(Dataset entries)
++++++++++

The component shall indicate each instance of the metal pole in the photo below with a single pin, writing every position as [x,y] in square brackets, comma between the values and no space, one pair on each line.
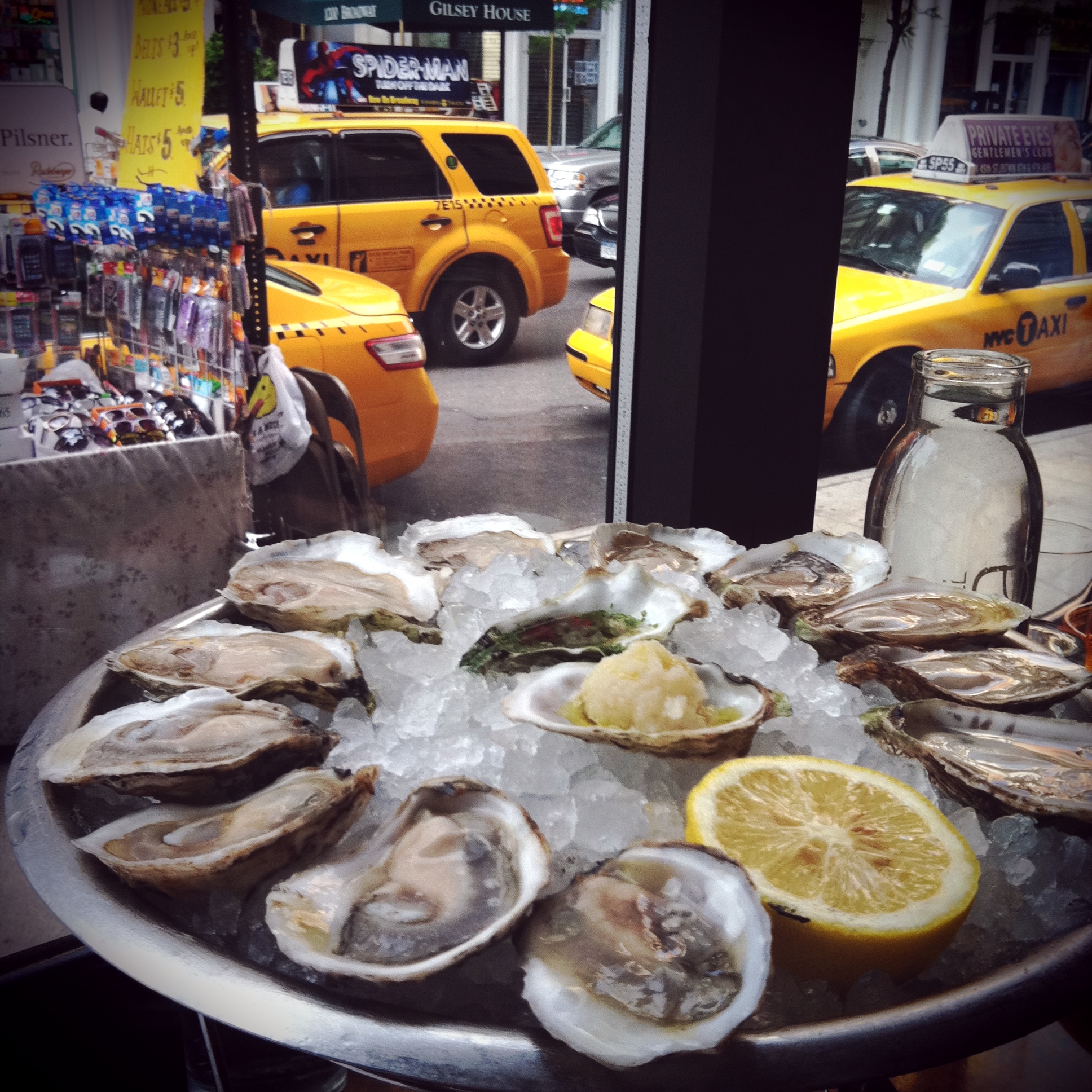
[243,121]
[549,98]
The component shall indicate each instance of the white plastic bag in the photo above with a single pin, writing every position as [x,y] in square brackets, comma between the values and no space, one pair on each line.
[280,434]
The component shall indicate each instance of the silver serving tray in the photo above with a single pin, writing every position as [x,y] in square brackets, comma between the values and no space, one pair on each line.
[425,1051]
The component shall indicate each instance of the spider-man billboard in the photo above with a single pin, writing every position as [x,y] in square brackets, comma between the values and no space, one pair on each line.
[328,76]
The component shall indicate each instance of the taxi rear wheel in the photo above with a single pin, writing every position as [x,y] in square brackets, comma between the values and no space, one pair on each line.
[472,322]
[871,411]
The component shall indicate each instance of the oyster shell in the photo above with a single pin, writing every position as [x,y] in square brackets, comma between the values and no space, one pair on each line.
[664,948]
[601,615]
[908,613]
[994,761]
[806,570]
[455,870]
[657,548]
[324,583]
[994,679]
[472,540]
[735,708]
[202,747]
[247,663]
[183,850]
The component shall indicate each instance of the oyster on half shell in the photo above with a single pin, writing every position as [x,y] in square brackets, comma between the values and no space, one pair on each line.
[184,851]
[664,948]
[997,763]
[807,570]
[202,747]
[994,679]
[911,612]
[455,870]
[324,583]
[657,548]
[601,615]
[247,663]
[472,540]
[673,708]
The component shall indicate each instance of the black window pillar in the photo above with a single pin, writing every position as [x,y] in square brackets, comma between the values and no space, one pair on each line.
[733,178]
[243,120]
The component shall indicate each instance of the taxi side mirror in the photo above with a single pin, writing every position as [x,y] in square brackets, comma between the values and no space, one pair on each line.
[1015,275]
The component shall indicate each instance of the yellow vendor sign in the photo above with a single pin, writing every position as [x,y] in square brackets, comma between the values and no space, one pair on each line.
[165,93]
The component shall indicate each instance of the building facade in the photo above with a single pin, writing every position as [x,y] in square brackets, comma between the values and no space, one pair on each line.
[970,57]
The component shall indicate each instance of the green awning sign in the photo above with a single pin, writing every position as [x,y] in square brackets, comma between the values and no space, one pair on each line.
[419,15]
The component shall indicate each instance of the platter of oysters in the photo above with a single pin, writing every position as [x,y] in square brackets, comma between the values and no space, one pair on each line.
[459,779]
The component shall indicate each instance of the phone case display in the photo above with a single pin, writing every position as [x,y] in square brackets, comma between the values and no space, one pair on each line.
[149,288]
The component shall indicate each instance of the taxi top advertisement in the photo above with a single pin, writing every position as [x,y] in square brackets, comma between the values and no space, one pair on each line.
[324,76]
[979,147]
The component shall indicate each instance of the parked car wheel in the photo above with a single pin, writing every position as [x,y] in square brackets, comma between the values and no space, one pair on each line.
[871,411]
[472,322]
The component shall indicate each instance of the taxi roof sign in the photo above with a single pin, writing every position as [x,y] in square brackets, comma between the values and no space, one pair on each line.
[979,148]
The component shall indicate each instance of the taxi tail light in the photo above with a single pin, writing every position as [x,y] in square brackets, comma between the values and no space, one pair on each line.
[552,224]
[398,353]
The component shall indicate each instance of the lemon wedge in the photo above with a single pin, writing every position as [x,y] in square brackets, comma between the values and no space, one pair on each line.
[856,870]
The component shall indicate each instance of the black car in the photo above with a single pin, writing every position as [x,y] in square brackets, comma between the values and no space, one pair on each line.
[596,239]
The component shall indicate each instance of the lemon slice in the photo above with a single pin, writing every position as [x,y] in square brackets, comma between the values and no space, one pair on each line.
[856,870]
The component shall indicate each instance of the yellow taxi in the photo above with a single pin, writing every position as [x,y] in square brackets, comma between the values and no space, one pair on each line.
[985,260]
[358,330]
[589,351]
[455,214]
[930,265]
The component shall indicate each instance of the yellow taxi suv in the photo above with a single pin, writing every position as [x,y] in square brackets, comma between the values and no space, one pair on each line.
[988,244]
[358,330]
[589,350]
[455,214]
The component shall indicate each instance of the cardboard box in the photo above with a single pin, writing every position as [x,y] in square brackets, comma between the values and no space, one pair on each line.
[12,374]
[15,443]
[11,411]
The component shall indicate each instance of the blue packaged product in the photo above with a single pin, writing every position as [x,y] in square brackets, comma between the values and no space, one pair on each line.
[158,209]
[56,219]
[174,236]
[186,219]
[146,219]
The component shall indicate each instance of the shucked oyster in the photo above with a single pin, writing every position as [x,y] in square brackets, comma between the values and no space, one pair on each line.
[655,547]
[183,850]
[647,699]
[665,948]
[807,570]
[324,583]
[908,613]
[600,616]
[994,679]
[996,763]
[202,747]
[455,870]
[471,540]
[247,663]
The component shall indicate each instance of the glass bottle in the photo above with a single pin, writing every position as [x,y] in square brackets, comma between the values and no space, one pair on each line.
[955,497]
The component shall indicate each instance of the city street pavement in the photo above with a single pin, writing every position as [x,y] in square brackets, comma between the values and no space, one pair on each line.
[518,437]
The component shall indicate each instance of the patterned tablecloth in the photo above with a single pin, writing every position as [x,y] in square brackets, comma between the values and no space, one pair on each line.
[98,547]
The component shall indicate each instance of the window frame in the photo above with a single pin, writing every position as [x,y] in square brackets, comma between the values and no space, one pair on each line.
[351,134]
[322,135]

++++++++++

Task prompt
Please give back every line above exactly as it stands, without pictures.

Task result
The component shall indicate each instance of the metal pole in the photo below with a single pin, writing every position as [x,y] in square brackets, comma between the values and no space, one pair on each line.
[243,121]
[549,98]
The component shall indicate each instance of the white plastic bag in the photo above with a single pin, writing every position as [x,y] in square brackets, comma between the values and no space, one pair on each line.
[280,434]
The component shall indicate each instance of the silver serving tray in the photo above with a single pin, writing every position as [x,y] in square brackets, comma between the values and no space, one pair on each line.
[425,1051]
The component shall indicate each instance of the spider-man billboard in the photo above with a single pin, writing every position as [x,y] in square brackets, comma between the values and no space, one pair on each line.
[328,76]
The component shall indicate each instance of the taxi rear wheel in the photo above with a single pin, writing every position as [x,y] in square brackets, comma between the values and no space, one pair on each line.
[472,322]
[871,411]
The component shall indicate each instance of the oyster shell in the photo above with a single pin, writing every position as [x,y] in square brackets, comma between the values and no space, one pair on each line.
[664,948]
[601,615]
[908,613]
[994,761]
[806,570]
[455,870]
[657,548]
[324,583]
[994,679]
[472,540]
[735,708]
[202,747]
[247,663]
[183,850]
The component shall indicate each instance of the oyster on half shell in the photo above with a single pin, writing every position as [x,y] in square brackets, comma between the values and no space, one pair on each line.
[184,851]
[664,948]
[997,763]
[807,570]
[202,747]
[994,679]
[911,612]
[455,870]
[324,583]
[657,548]
[601,615]
[247,663]
[472,540]
[673,708]
The component shall indicate each instance of the black window pillar in the photo above with a single pin, writing every position as [x,y] in square brackets, comma between the values and no space, one pair on each line.
[733,178]
[243,120]
The component shall indicate each instance of the taxi side mirror in the photo above with a single pin, writing every position as [x,y] in square brackets, comma between the values and no space, one pair on each line.
[1015,275]
The component shall indicate each instance of the yellow vendor sign in the photo above with a single pin, writing every position as [x,y] in square brackets, comma between the values and no space, one pair on each line.
[165,93]
The component shall indicate each instance of the building facade in the photo above with a single pin, writing every position as [x,y] in square brackets, comma between the values and no space, one pair on each line.
[970,57]
The component shall indicate each instance of the green awning sign in the photo above with a single pin, writing every position as [x,y] in square brackets, comma between the values and no space, one pair on each line.
[419,15]
The component shall indicate each instance of the platter of oysters in the photo above with a single pin, writing every position as [x,y] in square brackets, comma between the values and no space, one pair on each line.
[459,779]
The component shall indicate each instance of the phone case display in the photo above with a single pin, writing every position as [x,y] in square brackets, comma between the values and no space, one pair on each line.
[149,288]
The component shall indicate each instance of the taxi top advertisement in the photo above with a single pin, writing every position as [x,y] in square brackets, comma between the values and no space, one pair on each line.
[324,76]
[979,147]
The component shall indicate each instance of the parked car wheel in the photo above with a single pin, writing every position as [x,y] in square brackets, comma between the values and no space, one pair on each line.
[871,411]
[472,322]
The component shall indicate each instance of the taxi roof sign in the photo above with a single pin, writing every position as [x,y] in square brackets, comma between the values and no space, one pair on each line.
[979,148]
The component shall indicate each instance of the taxi tail light in the photo above with a single pin, writing every position as [x,y] in square brackets, comma between the values and no space, one pair on each line.
[552,224]
[398,353]
The component shall indicate each instance of the lemon wedge in the photo above with a single pin, writing every position as [x,y] in square brackets, comma between the values and no space, one pair on each line.
[856,870]
The component shall indicate each instance of the black car in the photo above with a single pin, writing every position as [x,y] in square brackets, comma between the values and no space, one pair on each line.
[596,239]
The component shall indicate each instance of the lemon slice in the photo above with a single pin, writing every position as [x,y] in square brackets, comma between the values and no space, one pair on each line.
[856,870]
The component shall indicate each instance of the yellow taxi in the photo above with a single pin, writing every position as [x,y] in square brackets, comma between the values and no space, one pair on each line.
[985,260]
[358,330]
[589,351]
[455,214]
[930,265]
The component shall indicate each instance of the yellow taxi suv in the photo above with a single pin, writing every position as [x,y] in square brackets, comma between the values and no space, one pair on each line.
[988,244]
[358,330]
[589,350]
[455,214]
The component shall indicate each instance of the cardboard box in the photo above with a single pin, writing every position as [x,y] in square brackets, comma between the values and no space, one pair on each line.
[12,374]
[15,443]
[11,411]
The component shall indicate each instance of the blue packaged product in the photo above with a single pin, writing every position as [x,y] in square brackets, comma between the values and no space, one pair on each line.
[158,209]
[56,219]
[174,236]
[186,219]
[146,219]
The component shall indicate each instance of the shucked oyster in the photo above with a single pin, writing every position as [x,y] in square brackets, comma between the values and no space, one pair on each line.
[655,547]
[183,850]
[647,699]
[665,948]
[807,570]
[324,583]
[908,613]
[600,616]
[994,679]
[996,763]
[202,747]
[455,870]
[471,540]
[247,663]
The component shall indicate each instance of the glass bottle in the photo above with a single pin, writing every position as [x,y] in square brackets, comma between the values and no space, one pair on each line.
[955,497]
The component shall indicate each instance of the city street pavement in the photo above with a single pin, writing every position as [x,y] in square brackets, comma between the values and no space, one pair on each line.
[518,437]
The component shall indicate each instance of the patterned tablecloth in the photo above with a single pin, writing every position as [x,y] in square brackets, comma between the values and no space, one pair on each line.
[98,547]
The component shall indicate each instance of the window frame in the photo above with a single pin, writing every position as [x,y] in square brackets, comma between the values and no space, one pair on each line.
[351,134]
[322,135]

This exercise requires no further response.